= PAGE TEXT =
Interplay of guilt and blame
The more guilty a person (or community) is, the more they must seek to blame another. As the cruelty of Satan’s conspiracy increases, more people are being sucked into factions which commit their own sins, hoping for revenge, justice, or at least protection. Fear and hatred will increase, and leaders will rise to take advantage. Fundamentalist, evangelical, biblical Christianity refuses to share the guilt of Catholicism or other denominations, and will not participate in the “mimetic escalation” that Rene Girard documents so well. Violence begets violence; terrorism begets terrorism; at some point, any rational person will feel justified in supporting brutality. But the example of Christ is to love your enemies, denying the impulse for holy retribution.
How then do Christians get blamed? By refusing to participate. We’re already seeing this unfold in the “patriot” movement: biblical Christians are being called cowards, dividers, and dead weight, preventing the mobilization of “Q” and its “Storm” of justice. Christians are simultaneously considered “weak-kneed liberals” by the right-wing nationalist fascists, who want death squads to wipe out the traitors, and “oppressive right-wing fascists” by progressive collectivists, who want to erase western civilization and join an enlightened global technocracy. If we weren’t around to call out both sides for their stupidity, the two extremes could finally have the climactic civil war they’re itching to have. Right now, both of them cherry-pick Bible verses and twist the logic of God’s commandments to try to appease us, while also hating us for not getting wrapped up in their delusional “solutions”.

= MATERIAL =
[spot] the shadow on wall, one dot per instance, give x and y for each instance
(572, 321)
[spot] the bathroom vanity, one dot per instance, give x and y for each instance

= TASK STATEMENT =
In the text on guilt and blame, what are biblical Christians being called in the "patriot" movement?

= OUTPUT OF THE EXERCISE =
Cowards, dividers, and dead weight.